▶ What to work on:
1) Reproduce the article on causality word for word, starting with "My attempt at" and going on through "a morning routine?".
2) According to the article on causality, what don't we know about people who wake up at 5 a.m.?
3) Decide whether each statement agrees with the article on causality, answering yes or no and quoting the deciding words: (a) The article holds that causation can be reduced to a single percentage. (b) The writer describes the piece as a first attempt at putting their understanding of causality in writing. (c) The morning-routine article the writer describes treats hard work as unnecessary.

BEGIN Page extract

My attempt at demystifying causality

“Three morning routines of successful CEOs” said the random article on the internet, implying that if you do this morning routine as well, you might also become a successful CEO. But can a thing so complicated as being a great leader of a company be distilled down to a morning routine?

Articles like this are claiming that exists a causal relationship between the type of morning routine one might have and their success as a CEO (whatever that may be). The causality is established on the grounds that many of them (let’s say) wake at 5 a.m.

Look, example 1 wakes up at 5 a.m., as well as example 2, example 3, and so on and so forth, where example 1, …, example n are very rich and famous people. How can you not see it, waking up at 5 a.m. is important!

Of course, it’s not the only reason, the article continuous to claims, as hard work is essential of course, but waking up at 5 a.m. gives you the peace of mind to plan your day or 5 a.m. to 7 a.m. are 2 hours just for you

In this article I will try to explain in a simple way, why claims like this, coming from online articles that don’t perform actual research, or even from single, non-repeatedly proven by independent sources, research papers are most likely wrong. This is my first attempt at putting in writing my way of understanding causality, a very complex topic that many much more intelligent people have written about.

The first and simplest reason why claims like these are most likely wrong is the simplest one. We don’t know how many people that wake up at 5 a.m. end up becoming unsuccessful CEOs, or mediocre CEOs. How can we claim that this specific morning routine is important for success when some people it works, but for others, it doesn’t? The story goes much deeper though, as causation cannot be boiled down to a single percentage. If there are more than 50% of successful CEOs wake up at 5 a.m. than successful, then there must exist a causal relationship. No, unfortunately, it’s not as simple as that either.

END Page extract
BEGIN Dataset

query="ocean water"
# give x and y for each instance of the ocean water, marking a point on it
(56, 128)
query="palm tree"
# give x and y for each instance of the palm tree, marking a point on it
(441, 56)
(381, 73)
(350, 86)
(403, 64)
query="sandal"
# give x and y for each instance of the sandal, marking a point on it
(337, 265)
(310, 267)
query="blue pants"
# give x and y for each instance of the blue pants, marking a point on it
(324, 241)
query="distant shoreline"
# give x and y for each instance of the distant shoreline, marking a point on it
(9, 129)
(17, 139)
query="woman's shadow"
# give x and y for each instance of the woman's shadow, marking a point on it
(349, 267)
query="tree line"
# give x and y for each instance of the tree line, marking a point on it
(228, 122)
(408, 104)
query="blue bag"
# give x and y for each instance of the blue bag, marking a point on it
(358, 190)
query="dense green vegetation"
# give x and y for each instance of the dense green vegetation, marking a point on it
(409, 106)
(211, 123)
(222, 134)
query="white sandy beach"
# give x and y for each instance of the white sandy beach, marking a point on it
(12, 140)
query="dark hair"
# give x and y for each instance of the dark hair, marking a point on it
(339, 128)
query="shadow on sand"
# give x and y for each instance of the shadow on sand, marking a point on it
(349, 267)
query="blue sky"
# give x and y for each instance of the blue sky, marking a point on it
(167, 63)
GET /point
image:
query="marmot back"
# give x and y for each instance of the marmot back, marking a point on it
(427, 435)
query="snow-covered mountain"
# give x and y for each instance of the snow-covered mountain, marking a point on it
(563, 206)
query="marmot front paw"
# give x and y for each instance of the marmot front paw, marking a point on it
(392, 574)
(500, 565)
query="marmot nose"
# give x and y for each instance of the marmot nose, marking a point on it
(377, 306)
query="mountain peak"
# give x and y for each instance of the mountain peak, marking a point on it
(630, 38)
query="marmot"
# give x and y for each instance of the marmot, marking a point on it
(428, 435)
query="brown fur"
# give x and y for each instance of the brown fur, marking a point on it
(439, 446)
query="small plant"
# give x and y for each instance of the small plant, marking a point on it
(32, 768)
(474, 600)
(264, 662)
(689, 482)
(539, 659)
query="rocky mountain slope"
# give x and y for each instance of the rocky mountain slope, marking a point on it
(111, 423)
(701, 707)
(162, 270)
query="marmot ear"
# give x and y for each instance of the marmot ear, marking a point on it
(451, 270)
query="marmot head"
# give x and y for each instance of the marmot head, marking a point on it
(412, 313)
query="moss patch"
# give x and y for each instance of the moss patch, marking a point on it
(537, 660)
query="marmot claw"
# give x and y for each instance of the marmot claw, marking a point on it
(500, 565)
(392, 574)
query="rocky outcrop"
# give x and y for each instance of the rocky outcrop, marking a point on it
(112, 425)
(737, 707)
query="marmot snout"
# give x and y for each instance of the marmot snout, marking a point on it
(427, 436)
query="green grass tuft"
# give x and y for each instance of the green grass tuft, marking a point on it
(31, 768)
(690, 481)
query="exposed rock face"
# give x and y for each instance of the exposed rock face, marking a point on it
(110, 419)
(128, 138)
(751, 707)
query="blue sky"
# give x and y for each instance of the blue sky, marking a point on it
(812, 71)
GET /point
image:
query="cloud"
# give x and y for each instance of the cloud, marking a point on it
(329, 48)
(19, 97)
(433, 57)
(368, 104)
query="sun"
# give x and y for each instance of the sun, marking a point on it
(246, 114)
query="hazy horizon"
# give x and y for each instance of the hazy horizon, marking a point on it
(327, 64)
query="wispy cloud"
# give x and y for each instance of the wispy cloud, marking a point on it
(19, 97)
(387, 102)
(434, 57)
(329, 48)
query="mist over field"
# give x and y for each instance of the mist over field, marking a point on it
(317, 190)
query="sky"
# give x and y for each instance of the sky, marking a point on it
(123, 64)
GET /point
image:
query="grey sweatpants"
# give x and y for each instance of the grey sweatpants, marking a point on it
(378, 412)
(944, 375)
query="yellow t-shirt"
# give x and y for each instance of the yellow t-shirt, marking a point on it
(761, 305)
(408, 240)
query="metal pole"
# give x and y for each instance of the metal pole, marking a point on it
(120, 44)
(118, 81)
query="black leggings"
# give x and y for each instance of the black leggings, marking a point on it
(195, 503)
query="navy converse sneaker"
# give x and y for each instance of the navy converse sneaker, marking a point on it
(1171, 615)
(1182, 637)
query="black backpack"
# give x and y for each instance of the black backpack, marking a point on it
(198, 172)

END Dataset

▶ Answer set:
1)
My attempt at demystifying causality

“Three morning routines of successful CEOs” said the random article on the internet, implying that if you do this morning routine as well, you might also become a successful CEO. But can a thing so complicated as being a great leader of a company be distilled down to a morning routine?

2) We don't know how many of them end up becoming unsuccessful or mediocre CEOs.

3)
(a) No: "causation cannot be boiled down to a single percentage"
(b) Yes: "This is my first attempt at putting in writing my way of understanding causality"
(c) No: "hard work is essential of course"